▸ **Task to complete**
Each line from the one containing "the red poppy" through the last line of the records is to be repeated exactly, with all pictures left out.

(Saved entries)
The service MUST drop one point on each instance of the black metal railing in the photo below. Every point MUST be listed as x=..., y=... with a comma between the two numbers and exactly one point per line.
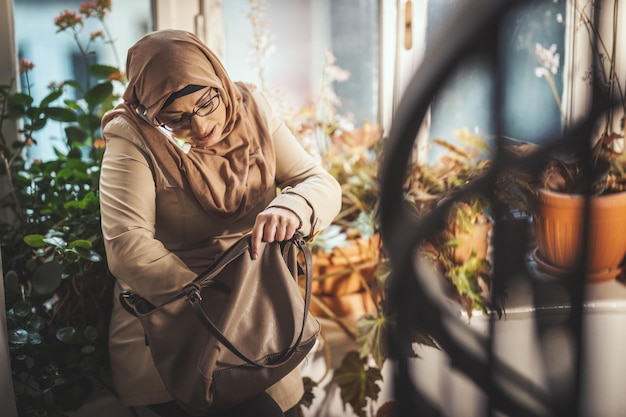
x=416, y=294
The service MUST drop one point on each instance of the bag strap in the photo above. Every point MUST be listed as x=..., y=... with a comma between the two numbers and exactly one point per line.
x=194, y=298
x=128, y=298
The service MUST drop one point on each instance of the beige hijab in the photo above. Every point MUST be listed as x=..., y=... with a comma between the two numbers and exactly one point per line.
x=227, y=179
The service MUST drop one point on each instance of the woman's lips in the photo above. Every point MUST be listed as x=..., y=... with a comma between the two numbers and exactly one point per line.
x=208, y=137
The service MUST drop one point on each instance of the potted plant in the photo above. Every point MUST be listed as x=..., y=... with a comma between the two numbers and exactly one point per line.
x=458, y=248
x=558, y=196
x=57, y=284
x=347, y=253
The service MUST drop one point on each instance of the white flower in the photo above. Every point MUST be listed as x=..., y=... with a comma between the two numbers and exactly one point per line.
x=548, y=59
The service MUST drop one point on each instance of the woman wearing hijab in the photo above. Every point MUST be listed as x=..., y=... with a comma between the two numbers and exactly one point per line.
x=193, y=161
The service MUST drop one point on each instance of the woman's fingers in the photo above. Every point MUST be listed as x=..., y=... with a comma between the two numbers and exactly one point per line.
x=274, y=224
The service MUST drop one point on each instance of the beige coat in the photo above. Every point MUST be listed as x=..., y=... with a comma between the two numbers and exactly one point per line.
x=157, y=239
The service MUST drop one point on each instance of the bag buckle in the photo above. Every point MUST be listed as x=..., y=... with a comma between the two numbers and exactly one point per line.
x=192, y=292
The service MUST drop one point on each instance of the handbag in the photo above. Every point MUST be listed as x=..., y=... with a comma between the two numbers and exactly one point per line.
x=235, y=330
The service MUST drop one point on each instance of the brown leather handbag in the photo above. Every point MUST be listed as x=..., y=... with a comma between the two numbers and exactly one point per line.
x=235, y=330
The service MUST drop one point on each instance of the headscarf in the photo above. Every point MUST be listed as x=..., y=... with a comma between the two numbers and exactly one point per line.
x=227, y=179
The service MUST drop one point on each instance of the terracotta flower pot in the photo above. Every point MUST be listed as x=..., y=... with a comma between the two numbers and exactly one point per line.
x=337, y=278
x=559, y=225
x=340, y=271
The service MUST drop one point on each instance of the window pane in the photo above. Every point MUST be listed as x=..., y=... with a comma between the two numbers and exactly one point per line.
x=57, y=57
x=300, y=32
x=530, y=111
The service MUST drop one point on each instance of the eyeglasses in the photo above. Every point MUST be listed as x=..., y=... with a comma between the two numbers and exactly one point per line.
x=184, y=121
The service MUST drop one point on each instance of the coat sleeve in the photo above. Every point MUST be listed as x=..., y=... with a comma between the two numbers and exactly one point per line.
x=306, y=187
x=128, y=207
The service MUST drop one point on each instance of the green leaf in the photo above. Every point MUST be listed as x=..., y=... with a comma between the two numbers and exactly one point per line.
x=56, y=241
x=20, y=99
x=11, y=282
x=50, y=98
x=35, y=241
x=371, y=337
x=47, y=278
x=357, y=382
x=80, y=243
x=75, y=134
x=59, y=114
x=98, y=93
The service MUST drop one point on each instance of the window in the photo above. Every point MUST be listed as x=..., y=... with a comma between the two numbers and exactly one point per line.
x=300, y=32
x=55, y=54
x=530, y=111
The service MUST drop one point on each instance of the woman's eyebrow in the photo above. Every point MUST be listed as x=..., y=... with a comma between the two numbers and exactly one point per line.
x=204, y=96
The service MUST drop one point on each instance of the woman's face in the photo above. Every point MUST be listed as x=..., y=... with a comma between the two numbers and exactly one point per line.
x=198, y=117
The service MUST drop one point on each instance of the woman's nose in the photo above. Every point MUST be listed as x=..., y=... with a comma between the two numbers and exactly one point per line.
x=197, y=123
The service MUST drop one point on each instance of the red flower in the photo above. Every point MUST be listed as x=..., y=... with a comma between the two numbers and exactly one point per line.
x=25, y=66
x=96, y=35
x=98, y=7
x=116, y=76
x=67, y=20
x=86, y=9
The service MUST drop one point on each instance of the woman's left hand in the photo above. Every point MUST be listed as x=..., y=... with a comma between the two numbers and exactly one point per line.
x=274, y=224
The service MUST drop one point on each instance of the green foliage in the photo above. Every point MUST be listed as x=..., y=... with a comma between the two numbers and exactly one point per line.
x=57, y=285
x=358, y=382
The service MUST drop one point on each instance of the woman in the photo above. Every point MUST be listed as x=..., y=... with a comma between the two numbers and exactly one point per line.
x=193, y=161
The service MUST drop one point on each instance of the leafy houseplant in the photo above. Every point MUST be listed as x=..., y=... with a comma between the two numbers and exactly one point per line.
x=57, y=284
x=558, y=194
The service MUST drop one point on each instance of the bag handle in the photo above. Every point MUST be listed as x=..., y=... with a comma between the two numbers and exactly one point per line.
x=193, y=296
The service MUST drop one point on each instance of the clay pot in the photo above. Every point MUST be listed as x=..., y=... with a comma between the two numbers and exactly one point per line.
x=340, y=271
x=559, y=224
x=337, y=278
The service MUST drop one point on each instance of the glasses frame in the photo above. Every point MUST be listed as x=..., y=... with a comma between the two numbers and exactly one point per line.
x=186, y=117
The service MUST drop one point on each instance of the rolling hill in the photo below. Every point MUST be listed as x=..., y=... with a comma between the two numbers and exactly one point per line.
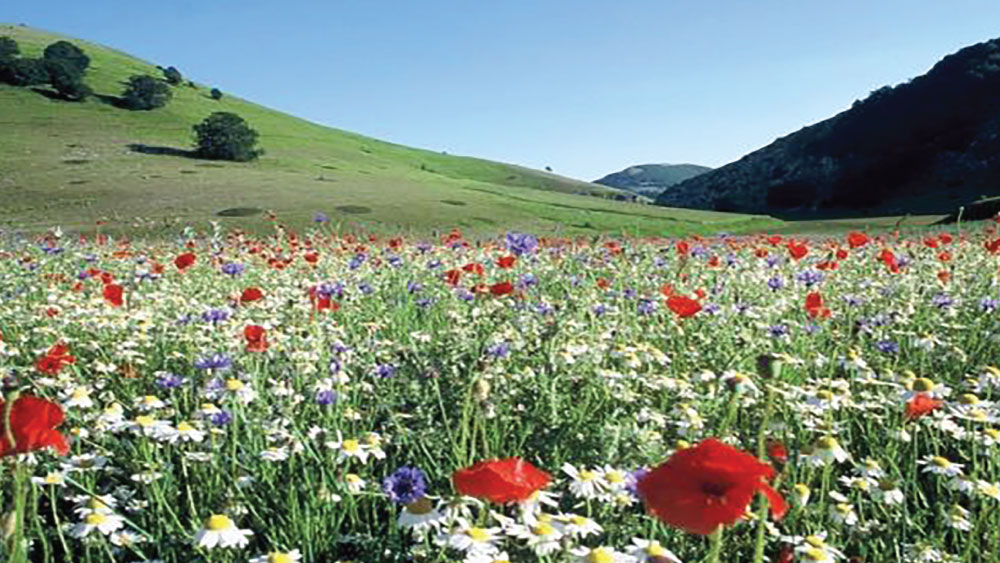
x=73, y=163
x=926, y=146
x=651, y=179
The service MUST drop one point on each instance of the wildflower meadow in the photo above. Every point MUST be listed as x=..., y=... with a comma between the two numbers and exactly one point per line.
x=325, y=396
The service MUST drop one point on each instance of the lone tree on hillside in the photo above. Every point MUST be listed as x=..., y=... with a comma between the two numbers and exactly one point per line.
x=8, y=49
x=173, y=75
x=143, y=92
x=66, y=51
x=67, y=80
x=23, y=72
x=226, y=136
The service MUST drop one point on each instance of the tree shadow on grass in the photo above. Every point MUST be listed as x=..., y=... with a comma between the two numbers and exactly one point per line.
x=162, y=151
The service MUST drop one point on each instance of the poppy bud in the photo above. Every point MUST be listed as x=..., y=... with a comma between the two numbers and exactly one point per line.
x=769, y=366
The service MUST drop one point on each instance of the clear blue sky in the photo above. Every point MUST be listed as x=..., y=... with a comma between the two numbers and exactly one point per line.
x=587, y=87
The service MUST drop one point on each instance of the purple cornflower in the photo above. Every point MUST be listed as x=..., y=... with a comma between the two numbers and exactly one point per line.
x=220, y=418
x=520, y=244
x=810, y=277
x=326, y=397
x=215, y=361
x=988, y=305
x=406, y=485
x=232, y=268
x=215, y=316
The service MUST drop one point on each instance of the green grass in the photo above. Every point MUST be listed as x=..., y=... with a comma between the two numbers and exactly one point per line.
x=68, y=164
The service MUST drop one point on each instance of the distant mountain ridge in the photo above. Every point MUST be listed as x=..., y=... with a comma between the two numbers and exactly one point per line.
x=651, y=179
x=924, y=146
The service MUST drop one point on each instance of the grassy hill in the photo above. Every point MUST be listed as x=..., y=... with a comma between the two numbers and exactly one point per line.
x=70, y=164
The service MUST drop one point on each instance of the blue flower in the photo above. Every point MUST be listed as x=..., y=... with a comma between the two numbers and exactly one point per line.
x=520, y=244
x=406, y=485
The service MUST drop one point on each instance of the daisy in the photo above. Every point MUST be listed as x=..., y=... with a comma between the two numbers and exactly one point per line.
x=650, y=550
x=600, y=555
x=939, y=465
x=220, y=531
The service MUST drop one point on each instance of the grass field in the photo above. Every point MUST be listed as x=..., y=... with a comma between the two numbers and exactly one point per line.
x=70, y=164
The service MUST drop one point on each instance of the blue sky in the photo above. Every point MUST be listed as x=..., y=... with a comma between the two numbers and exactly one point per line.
x=587, y=87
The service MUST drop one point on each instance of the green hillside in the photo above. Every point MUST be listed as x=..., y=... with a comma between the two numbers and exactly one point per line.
x=70, y=164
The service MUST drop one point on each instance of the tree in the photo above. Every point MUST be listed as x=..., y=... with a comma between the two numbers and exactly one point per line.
x=8, y=49
x=143, y=92
x=226, y=136
x=173, y=75
x=67, y=80
x=24, y=72
x=68, y=52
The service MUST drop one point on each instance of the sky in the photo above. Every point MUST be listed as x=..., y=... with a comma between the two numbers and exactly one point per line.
x=586, y=87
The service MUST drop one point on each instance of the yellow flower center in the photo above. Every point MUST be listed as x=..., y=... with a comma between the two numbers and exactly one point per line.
x=478, y=535
x=826, y=443
x=543, y=529
x=219, y=522
x=813, y=554
x=420, y=506
x=940, y=461
x=968, y=399
x=815, y=541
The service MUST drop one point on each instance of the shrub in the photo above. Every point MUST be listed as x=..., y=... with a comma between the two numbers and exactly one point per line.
x=23, y=72
x=67, y=80
x=66, y=51
x=226, y=136
x=143, y=92
x=173, y=75
x=8, y=49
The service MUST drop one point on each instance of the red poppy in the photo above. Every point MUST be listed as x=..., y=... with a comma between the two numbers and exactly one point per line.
x=251, y=294
x=502, y=288
x=113, y=294
x=777, y=452
x=256, y=338
x=474, y=268
x=921, y=404
x=709, y=485
x=501, y=480
x=452, y=277
x=33, y=424
x=856, y=239
x=185, y=261
x=683, y=306
x=797, y=250
x=814, y=306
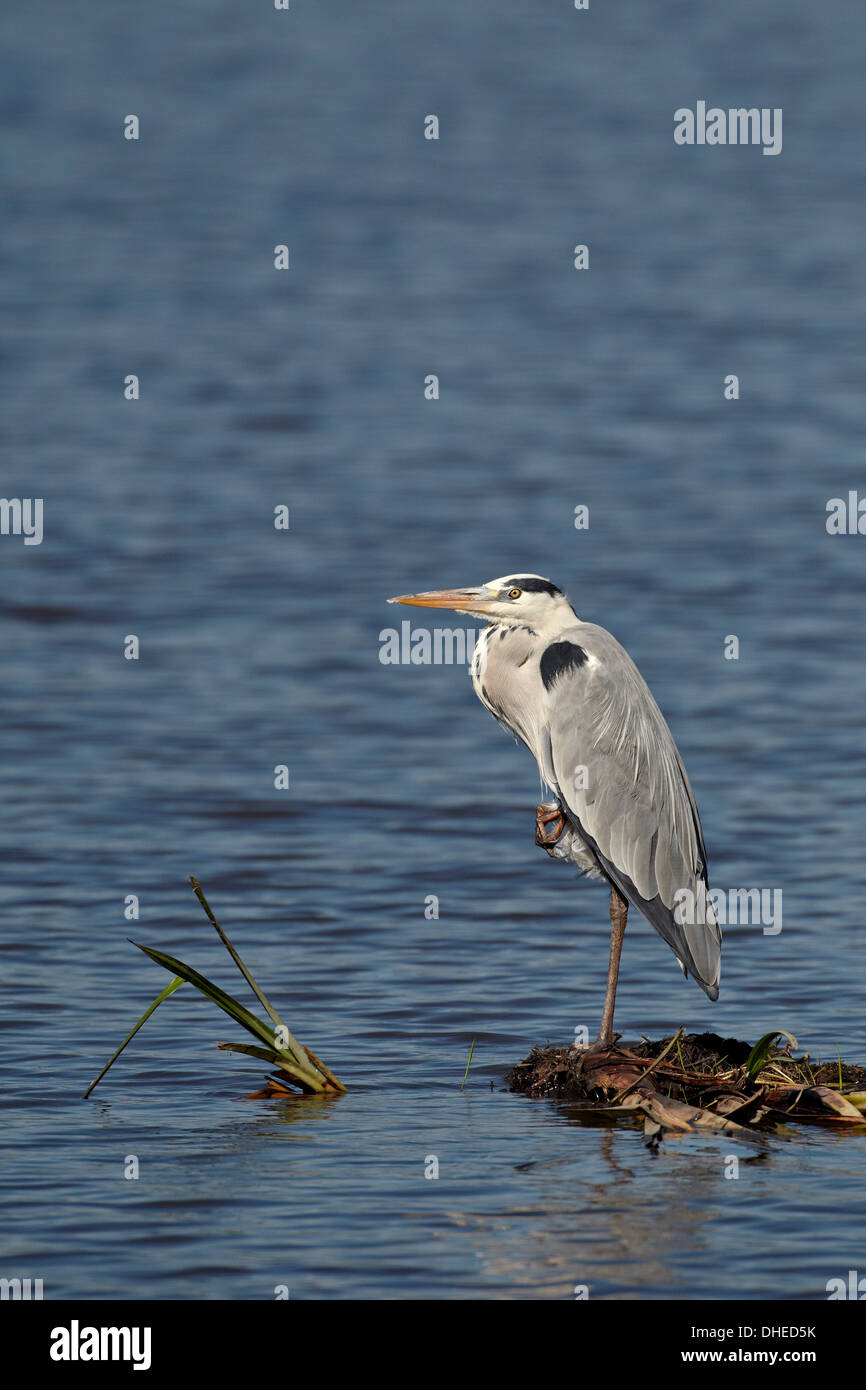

▸ **Written reply**
The service MUST drop one point on each instance of the red poppy in the photo above. Every point MUST be listed as x=..., y=... with a comma between the two numbers and exactly one point per line.
x=251, y=294
x=502, y=288
x=113, y=294
x=777, y=452
x=256, y=338
x=474, y=268
x=921, y=404
x=709, y=485
x=501, y=480
x=452, y=277
x=33, y=424
x=856, y=239
x=185, y=261
x=683, y=306
x=797, y=250
x=814, y=306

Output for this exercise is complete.